* [What you need to do]
#1 Please decide whether each statement agrees with the football article: (a) Dungy said he would not hire a coach who uses such language; (b) Pouncey had heard the report about Tebow at the scouting combine; (c) Tebow was a rookie quarterback for the New York Jets. Answer yes or no for each and quote the words of the article that decide it.
#2 Answer these questions using the football article.
(a) On which HBO series did Rex Ryan use the profanity that offended Dungy?
(b) Who was the game against when Tebow stood up on the bus and shouted?
(c) What did Tebow ask prospects to do before an intelligence test?

(Source text begins)

Roethlisberger said he goes to church every Sunday.
"I think it's coming home — being gone for a while and coming home," he said.
Is he sincere• Wide receiver Hines Ward thinks so.
"Why wouldn't he (be sincere)?" he said. "I wouldn't say it just to say it. You don't want to mess around with the Lord like that."
Watch your language
NFL fields and locker rooms are often breeding grounds for foul language, but that doesn't make it right, former Indianapolis Colts Tony Dungy said.
Dungy, who has professed his Christian faith for years, was so offended by New York Jets coach Rex Ryan's use of profanity on the HBO series "Hard Knocks" that he criticized Ryan on "The Dan Patrick Show."
"I'm disappointed with all the profanity," Dungy said. "I think Rex can make his points without all that.
"I personally don't want my players to be around that," he said, adding he wouldn't hire a coach who uses such language. "I don't think that has to be part of your every-minute vocabulary to get your point across."
Heisman Trophy winner Tim Tebow, the Denver Broncos' famously religious rookie quarterback, was perhaps as tough as any player in college football when he played at Florida. He isn't afraid to show a softer side.
"He wouldn't even cuss," said Steelers center Maurkice Pouncey, who blocked for Tebow.
Pouncey remembers sitting on the bus going to a game against Miami when Tebow stood up and shouted: "We have to be the best freakin' offense in the nation today."
Tebow couldn't bring himself to use stronger language, but the message was clear.
In March, ProFootballTalk.com reported that Tebow was shouted down when he asked prospects at the NFL scouting combine to pray before an intelligence test.
"I didn't hear that," Pouncey said, "but I'm down for that. Pray for me to get a good score. Mine didn't turn out too good. I should have been there with him."

(Source text ends)
(Information given begins)

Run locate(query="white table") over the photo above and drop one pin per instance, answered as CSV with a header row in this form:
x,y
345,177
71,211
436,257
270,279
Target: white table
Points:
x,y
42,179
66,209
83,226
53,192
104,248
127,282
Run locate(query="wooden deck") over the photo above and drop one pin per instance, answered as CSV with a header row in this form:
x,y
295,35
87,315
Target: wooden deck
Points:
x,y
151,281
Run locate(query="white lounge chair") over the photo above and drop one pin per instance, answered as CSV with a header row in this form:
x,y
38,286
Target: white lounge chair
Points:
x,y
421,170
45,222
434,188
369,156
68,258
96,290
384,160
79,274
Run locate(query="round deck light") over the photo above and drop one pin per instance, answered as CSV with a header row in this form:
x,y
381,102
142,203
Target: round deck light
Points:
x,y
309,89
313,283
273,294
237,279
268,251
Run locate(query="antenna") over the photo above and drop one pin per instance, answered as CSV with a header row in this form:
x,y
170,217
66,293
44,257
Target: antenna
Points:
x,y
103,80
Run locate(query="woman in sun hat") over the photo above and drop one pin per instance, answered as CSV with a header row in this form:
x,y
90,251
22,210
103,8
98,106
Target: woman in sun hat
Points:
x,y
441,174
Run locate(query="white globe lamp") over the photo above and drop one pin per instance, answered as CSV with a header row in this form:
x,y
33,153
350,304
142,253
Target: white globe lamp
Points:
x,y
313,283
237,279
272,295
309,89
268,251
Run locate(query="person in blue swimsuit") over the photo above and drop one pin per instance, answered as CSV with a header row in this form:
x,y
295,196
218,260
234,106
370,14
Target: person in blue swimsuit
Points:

(Information given ends)

* [Answers to the exercises]
#1
(a) Yes: "adding he wouldn't hire a coach who uses such language"
(b) No: "I didn't hear that," Pouncey said
(c) No: "the Denver Broncos' famously religious rookie quarterback"

#2
(a) "Hard Knocks"
(b) Miami
(c) Pray